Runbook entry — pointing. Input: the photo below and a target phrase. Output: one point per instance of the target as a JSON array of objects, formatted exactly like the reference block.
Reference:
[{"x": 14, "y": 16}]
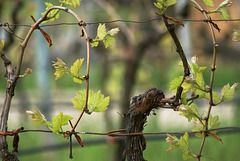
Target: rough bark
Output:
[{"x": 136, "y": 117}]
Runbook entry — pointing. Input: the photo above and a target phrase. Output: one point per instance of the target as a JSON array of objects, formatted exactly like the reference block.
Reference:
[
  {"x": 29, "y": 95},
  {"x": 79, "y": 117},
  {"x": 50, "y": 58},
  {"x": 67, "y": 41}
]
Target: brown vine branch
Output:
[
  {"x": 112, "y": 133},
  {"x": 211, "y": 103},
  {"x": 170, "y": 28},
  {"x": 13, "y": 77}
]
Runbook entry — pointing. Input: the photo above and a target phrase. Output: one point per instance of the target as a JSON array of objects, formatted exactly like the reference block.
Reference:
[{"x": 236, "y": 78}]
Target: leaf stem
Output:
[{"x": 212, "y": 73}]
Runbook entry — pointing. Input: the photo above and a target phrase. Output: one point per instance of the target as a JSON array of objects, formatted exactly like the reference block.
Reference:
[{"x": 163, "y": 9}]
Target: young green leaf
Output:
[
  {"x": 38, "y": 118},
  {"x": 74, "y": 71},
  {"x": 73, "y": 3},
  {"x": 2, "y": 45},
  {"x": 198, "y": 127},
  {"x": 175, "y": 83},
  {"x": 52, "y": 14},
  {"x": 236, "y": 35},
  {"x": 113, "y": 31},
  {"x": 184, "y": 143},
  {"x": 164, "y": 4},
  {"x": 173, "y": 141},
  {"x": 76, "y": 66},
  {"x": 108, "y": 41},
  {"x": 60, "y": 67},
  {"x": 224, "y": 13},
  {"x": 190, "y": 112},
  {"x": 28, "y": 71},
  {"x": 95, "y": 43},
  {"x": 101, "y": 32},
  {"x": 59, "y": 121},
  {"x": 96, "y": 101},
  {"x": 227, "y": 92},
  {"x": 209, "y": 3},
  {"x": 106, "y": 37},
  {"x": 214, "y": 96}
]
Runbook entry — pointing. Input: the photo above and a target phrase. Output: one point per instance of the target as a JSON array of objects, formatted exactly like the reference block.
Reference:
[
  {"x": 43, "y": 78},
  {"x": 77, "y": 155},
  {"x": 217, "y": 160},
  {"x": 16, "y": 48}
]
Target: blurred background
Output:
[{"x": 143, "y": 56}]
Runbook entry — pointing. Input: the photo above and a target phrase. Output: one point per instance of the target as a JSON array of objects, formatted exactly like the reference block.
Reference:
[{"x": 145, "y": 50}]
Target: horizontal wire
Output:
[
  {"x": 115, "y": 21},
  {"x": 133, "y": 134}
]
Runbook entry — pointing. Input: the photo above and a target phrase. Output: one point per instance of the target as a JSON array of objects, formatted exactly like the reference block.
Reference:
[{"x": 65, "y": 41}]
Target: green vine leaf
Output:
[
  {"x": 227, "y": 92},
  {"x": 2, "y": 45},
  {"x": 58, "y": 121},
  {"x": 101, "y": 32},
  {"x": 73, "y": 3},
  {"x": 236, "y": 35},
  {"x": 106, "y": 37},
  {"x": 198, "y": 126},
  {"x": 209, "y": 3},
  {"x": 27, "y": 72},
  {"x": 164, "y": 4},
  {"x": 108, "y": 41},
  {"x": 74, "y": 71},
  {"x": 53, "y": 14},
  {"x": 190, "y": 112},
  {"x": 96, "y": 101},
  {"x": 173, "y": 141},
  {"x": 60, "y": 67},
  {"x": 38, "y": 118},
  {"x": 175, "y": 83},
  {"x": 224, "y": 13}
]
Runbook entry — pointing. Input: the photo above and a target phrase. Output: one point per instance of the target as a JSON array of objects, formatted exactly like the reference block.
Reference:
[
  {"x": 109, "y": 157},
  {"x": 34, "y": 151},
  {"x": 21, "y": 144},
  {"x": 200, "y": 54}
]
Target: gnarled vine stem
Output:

### Problem description
Your answer is an exact copy of the records above, stripped of pictures.

### Problem solution
Runbook entry — pointing. Input: the photo below and a target phrase. Output: one point per instance of the target as a JSON array of objects, formatted exactly like the reference block.
Reference:
[{"x": 14, "y": 16}]
Target: rough bark
Output:
[{"x": 136, "y": 117}]
Runbook entry — pointing. Input: the photo above and a target phrase. Output: one point per instance of the target as a JSON array of objects, formatted exactly like the reference block.
Reference:
[
  {"x": 29, "y": 95},
  {"x": 79, "y": 117},
  {"x": 50, "y": 58},
  {"x": 67, "y": 41}
]
Target: brown vine branch
Output:
[
  {"x": 112, "y": 133},
  {"x": 211, "y": 103},
  {"x": 170, "y": 28},
  {"x": 13, "y": 77}
]
Runbook entry — pointing. Input: the photo above and a target phrase. Output: one point per instance of the target as a JSON array of objects, formatted exactly like the reference block.
Reference:
[{"x": 236, "y": 78}]
Target: leaf stem
Output:
[{"x": 212, "y": 73}]
Runbook entry — pointing. Input: the photo above and a target phrase. Output: one point per instance of the target as a JSON array of objects, formatted exactly like the reference block.
Reference:
[{"x": 163, "y": 9}]
Target: young green leaf
Output:
[
  {"x": 38, "y": 118},
  {"x": 74, "y": 71},
  {"x": 73, "y": 3},
  {"x": 2, "y": 45},
  {"x": 198, "y": 127},
  {"x": 175, "y": 83},
  {"x": 52, "y": 14},
  {"x": 236, "y": 35},
  {"x": 113, "y": 31},
  {"x": 184, "y": 143},
  {"x": 164, "y": 4},
  {"x": 173, "y": 141},
  {"x": 76, "y": 66},
  {"x": 108, "y": 41},
  {"x": 60, "y": 67},
  {"x": 224, "y": 13},
  {"x": 190, "y": 112},
  {"x": 28, "y": 71},
  {"x": 95, "y": 43},
  {"x": 101, "y": 32},
  {"x": 59, "y": 121},
  {"x": 96, "y": 101},
  {"x": 227, "y": 92},
  {"x": 209, "y": 3},
  {"x": 106, "y": 37},
  {"x": 214, "y": 96}
]
Runbook entry — pointing. Input: the photo above and a target phrase. Output: one point per instance of the target as a JSON array of objects, formatted exactly like the reference block.
Reference:
[
  {"x": 43, "y": 78},
  {"x": 77, "y": 155},
  {"x": 217, "y": 160},
  {"x": 16, "y": 48}
]
Target: blurred background
Output:
[{"x": 143, "y": 56}]
Runbook entry — pointing. Input: the photo above and a target phrase. Output: one point per instance of the target as a JSON array of objects, formatted exactly like the reference block.
Reference:
[{"x": 145, "y": 50}]
Target: horizontal wire
Output:
[
  {"x": 115, "y": 21},
  {"x": 133, "y": 134}
]
Runbook entry — pointing. Input: the photo above and a target phrase. Output: one point per instance of the target as a JSON array of objects, formatted exactly like the reference block.
Reference:
[{"x": 65, "y": 41}]
Target: green vine leaf
Output:
[
  {"x": 227, "y": 92},
  {"x": 2, "y": 45},
  {"x": 58, "y": 121},
  {"x": 101, "y": 32},
  {"x": 73, "y": 3},
  {"x": 236, "y": 35},
  {"x": 106, "y": 37},
  {"x": 198, "y": 126},
  {"x": 209, "y": 3},
  {"x": 27, "y": 72},
  {"x": 164, "y": 4},
  {"x": 108, "y": 41},
  {"x": 74, "y": 71},
  {"x": 53, "y": 14},
  {"x": 190, "y": 112},
  {"x": 96, "y": 101},
  {"x": 173, "y": 141},
  {"x": 60, "y": 67},
  {"x": 38, "y": 118},
  {"x": 175, "y": 83},
  {"x": 224, "y": 13}
]
Runbook entry — pointing. Input: the photo above and a target phrase. Output: one point per instance of the target as a JSON array of objects, formatted exactly like the reference block.
Reference:
[
  {"x": 109, "y": 157},
  {"x": 34, "y": 151},
  {"x": 21, "y": 144},
  {"x": 200, "y": 54}
]
Target: gnarled vine stem
Output:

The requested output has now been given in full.